» **Selected excerpt**:
1:15-cv-10582
N.D. Ill.Jul 12, 2016Background
- Plaintiff Thomas Schrock sued Aetna under ERISA seeking reinstatement and payment of long-term disability (LTD) benefits after Aetna terminated benefits on February 18, 2015.
- Aetna relied on a vocational report by Nancy Robinson (an Aetna subsidiary employee) identifying four alternative occupations and using wage data (BLS mean and salary.com percentiles); the claims examiner found Schrock could meet the plan's wage requirement.
- On appeal Schrock argued Aetna miscalculated his ‘‘reasonable wage’’ (should be 80% v. 70% of pre-disability earnings), relied on inappropriate wage sources, and mischaracterized his education.
- Aetna recalculated the wage at 80% ($19.41/hr), commissioned a TSA addendum by Tamara Starbuck, and concluded one occupation (Geodetic Computator) met the wage requirement under both BLS and salary.com mean wages; Aetna affirmed the termination.
- Schrock moved to compel limited discovery into Aetna’s alleged structural conflict of interest (administrator and payor) and whether Aetna ‘‘shopped’’ vocational reports or failed to follow its procedures.

» **Source material**:

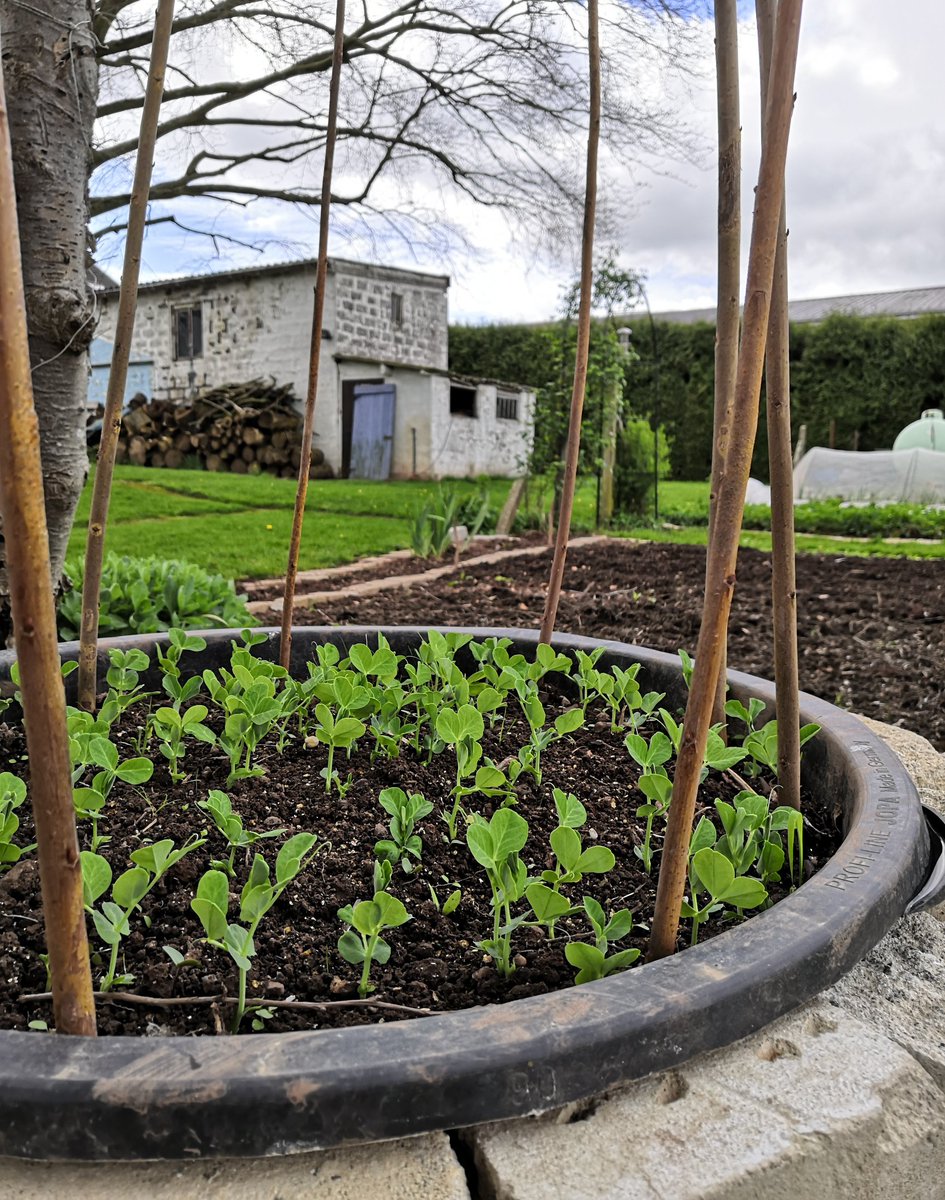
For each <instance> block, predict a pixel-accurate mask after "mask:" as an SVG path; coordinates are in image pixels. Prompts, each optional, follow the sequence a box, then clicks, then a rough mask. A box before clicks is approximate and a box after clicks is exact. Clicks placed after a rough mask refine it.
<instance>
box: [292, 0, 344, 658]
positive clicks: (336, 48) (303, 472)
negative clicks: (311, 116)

* * *

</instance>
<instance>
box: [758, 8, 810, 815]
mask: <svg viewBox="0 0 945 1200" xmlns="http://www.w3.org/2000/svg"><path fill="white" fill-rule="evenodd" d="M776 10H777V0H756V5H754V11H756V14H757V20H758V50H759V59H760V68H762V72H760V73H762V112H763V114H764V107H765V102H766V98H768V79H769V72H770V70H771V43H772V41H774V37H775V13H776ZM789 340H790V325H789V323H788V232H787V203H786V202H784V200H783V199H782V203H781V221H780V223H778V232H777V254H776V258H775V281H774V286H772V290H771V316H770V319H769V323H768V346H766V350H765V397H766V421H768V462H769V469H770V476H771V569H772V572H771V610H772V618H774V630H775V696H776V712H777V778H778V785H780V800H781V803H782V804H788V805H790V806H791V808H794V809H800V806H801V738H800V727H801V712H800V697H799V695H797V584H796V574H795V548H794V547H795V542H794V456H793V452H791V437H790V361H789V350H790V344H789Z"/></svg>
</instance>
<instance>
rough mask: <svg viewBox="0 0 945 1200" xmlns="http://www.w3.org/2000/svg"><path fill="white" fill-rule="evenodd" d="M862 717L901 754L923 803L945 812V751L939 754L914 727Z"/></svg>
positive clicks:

» **Tasks to perform**:
• A. Answer these questions from the case summary:
(i) On what date did Aetna terminate Schrock's long-term disability benefits?
(ii) Who prepared the TSA addendum that Aetna commissioned?
(iii) What hourly wage did Aetna reach when it recalculated the reasonable wage at 80%?
• B. Copy the case summary from "- Aetna relied" up to and including "affirmed the termination.".

» **Solution set**:
• A.
(i) February 18, 2015
(ii) Tamara Starbuck
(iii) $19.41 per hour

• B.
- Aetna relied on a vocational report by Nancy Robinson (an Aetna subsidiary employee) identifying four alternative occupations and using wage data (BLS mean and salary.com percentiles); the claims examiner found Schrock could meet the plan's wage requirement.
- On appeal Schrock argued Aetna miscalculated his ‘‘reasonable wage’’ (should be 80% v. 70% of pre-disability earnings), relied on inappropriate wage sources, and mischaracterized his education.
- Aetna recalculated the wage at 80% ($19.41/hr), commissioned a TSA addendum by Tamara Starbuck, and concluded one occupation (Geodetic Computator) met the wage requirement under both BLS and salary.com mean wages; Aetna affirmed the termination.